Requirement: Copy the data below word for word, from the line that contains "Where on the screen is the dog's black nose?" through the line that contains "[617, 294, 662, 332]", including both of those lines.

###

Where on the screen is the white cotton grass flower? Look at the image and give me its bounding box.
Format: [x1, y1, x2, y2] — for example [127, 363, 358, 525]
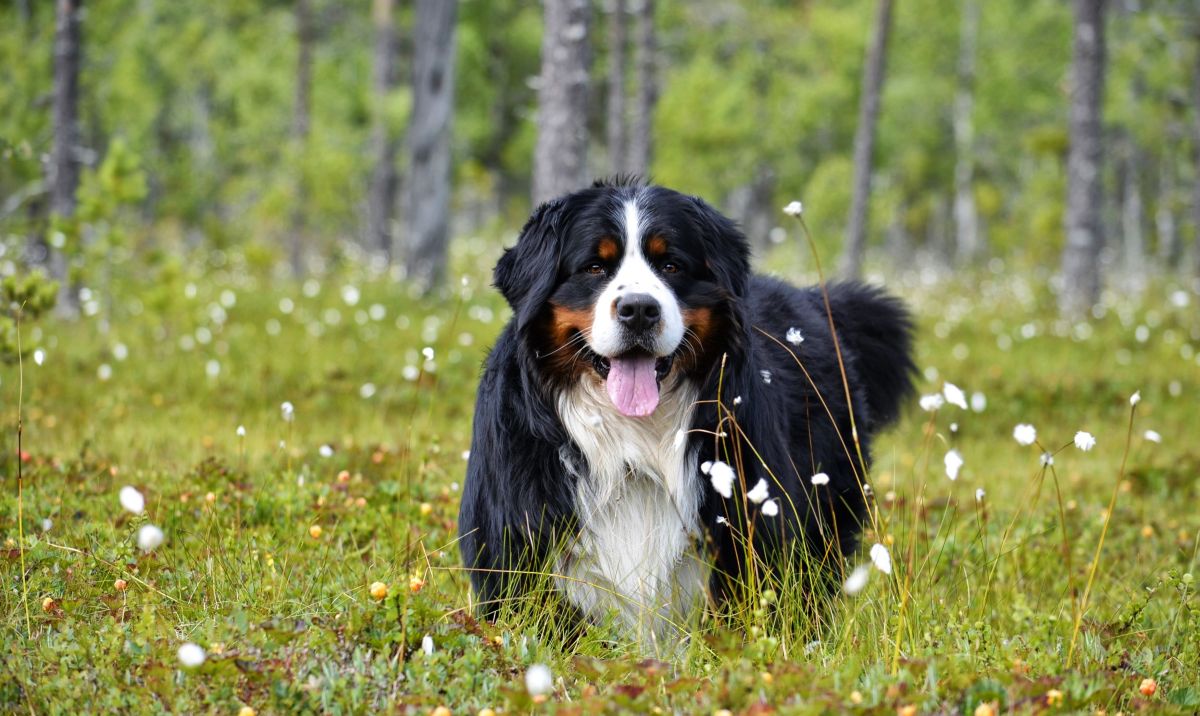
[138, 524, 163, 552]
[116, 485, 146, 515]
[179, 642, 208, 669]
[871, 542, 892, 574]
[701, 461, 733, 499]
[526, 663, 554, 696]
[942, 383, 967, 410]
[920, 393, 946, 413]
[746, 477, 770, 505]
[943, 450, 962, 482]
[841, 565, 871, 596]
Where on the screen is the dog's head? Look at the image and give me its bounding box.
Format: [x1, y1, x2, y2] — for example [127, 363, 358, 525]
[494, 182, 749, 416]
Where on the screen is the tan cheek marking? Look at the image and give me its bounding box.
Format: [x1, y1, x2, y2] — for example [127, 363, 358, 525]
[596, 236, 620, 261]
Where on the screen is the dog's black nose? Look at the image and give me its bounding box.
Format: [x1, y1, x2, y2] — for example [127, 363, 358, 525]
[617, 294, 662, 332]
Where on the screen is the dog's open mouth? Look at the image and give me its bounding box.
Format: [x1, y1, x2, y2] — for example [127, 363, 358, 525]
[592, 350, 674, 417]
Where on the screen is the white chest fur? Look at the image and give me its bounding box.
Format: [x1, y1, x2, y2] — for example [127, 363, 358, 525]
[558, 375, 708, 640]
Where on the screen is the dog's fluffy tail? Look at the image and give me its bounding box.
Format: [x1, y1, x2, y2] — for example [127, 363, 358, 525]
[828, 283, 917, 431]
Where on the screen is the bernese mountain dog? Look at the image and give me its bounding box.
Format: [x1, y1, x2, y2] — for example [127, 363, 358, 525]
[458, 180, 913, 640]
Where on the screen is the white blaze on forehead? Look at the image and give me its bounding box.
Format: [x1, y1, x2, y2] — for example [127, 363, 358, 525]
[589, 197, 684, 357]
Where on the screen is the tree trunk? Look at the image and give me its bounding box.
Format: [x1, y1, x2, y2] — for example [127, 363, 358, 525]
[288, 0, 316, 276]
[1121, 137, 1146, 290]
[366, 0, 400, 264]
[840, 0, 892, 278]
[625, 0, 659, 178]
[954, 0, 983, 264]
[607, 0, 629, 175]
[1058, 0, 1105, 319]
[406, 0, 458, 291]
[46, 0, 83, 315]
[533, 0, 592, 205]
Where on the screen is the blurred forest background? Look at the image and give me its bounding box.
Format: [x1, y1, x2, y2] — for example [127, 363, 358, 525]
[0, 0, 1200, 323]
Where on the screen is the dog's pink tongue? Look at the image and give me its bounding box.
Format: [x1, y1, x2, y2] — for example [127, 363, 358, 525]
[607, 355, 659, 417]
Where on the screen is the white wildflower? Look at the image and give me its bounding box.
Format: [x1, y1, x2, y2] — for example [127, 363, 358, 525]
[943, 450, 962, 481]
[116, 485, 146, 515]
[138, 524, 163, 552]
[841, 565, 871, 596]
[746, 477, 770, 505]
[871, 542, 892, 574]
[179, 642, 208, 669]
[701, 461, 733, 498]
[942, 383, 967, 410]
[526, 663, 554, 696]
[920, 393, 946, 413]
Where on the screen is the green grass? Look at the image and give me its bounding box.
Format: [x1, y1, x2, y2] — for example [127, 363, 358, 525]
[0, 249, 1200, 714]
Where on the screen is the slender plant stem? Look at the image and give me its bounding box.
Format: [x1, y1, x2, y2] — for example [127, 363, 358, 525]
[1067, 403, 1138, 668]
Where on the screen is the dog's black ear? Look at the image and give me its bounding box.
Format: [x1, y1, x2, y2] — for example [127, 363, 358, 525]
[492, 199, 564, 329]
[689, 197, 750, 299]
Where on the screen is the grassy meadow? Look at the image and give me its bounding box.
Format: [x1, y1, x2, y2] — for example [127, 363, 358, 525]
[0, 246, 1200, 715]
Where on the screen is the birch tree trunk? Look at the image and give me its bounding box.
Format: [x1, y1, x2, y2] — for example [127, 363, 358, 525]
[46, 0, 83, 315]
[625, 0, 659, 178]
[533, 0, 592, 205]
[288, 0, 314, 276]
[406, 0, 458, 291]
[607, 0, 629, 175]
[839, 0, 892, 279]
[1058, 0, 1105, 319]
[366, 0, 400, 264]
[954, 0, 983, 264]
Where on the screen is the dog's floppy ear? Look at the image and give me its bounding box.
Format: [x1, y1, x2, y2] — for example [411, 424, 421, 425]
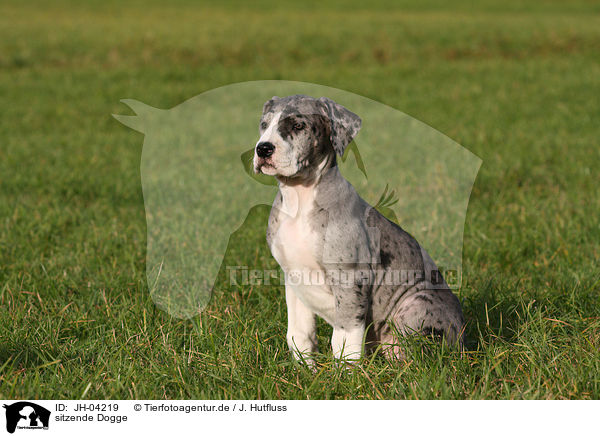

###

Reply to the task:
Where on the screen is the dog's black nose? Look at the image and give me its bounding box.
Format: [x1, y1, x2, y2] — for example [127, 363, 358, 525]
[617, 294, 662, 332]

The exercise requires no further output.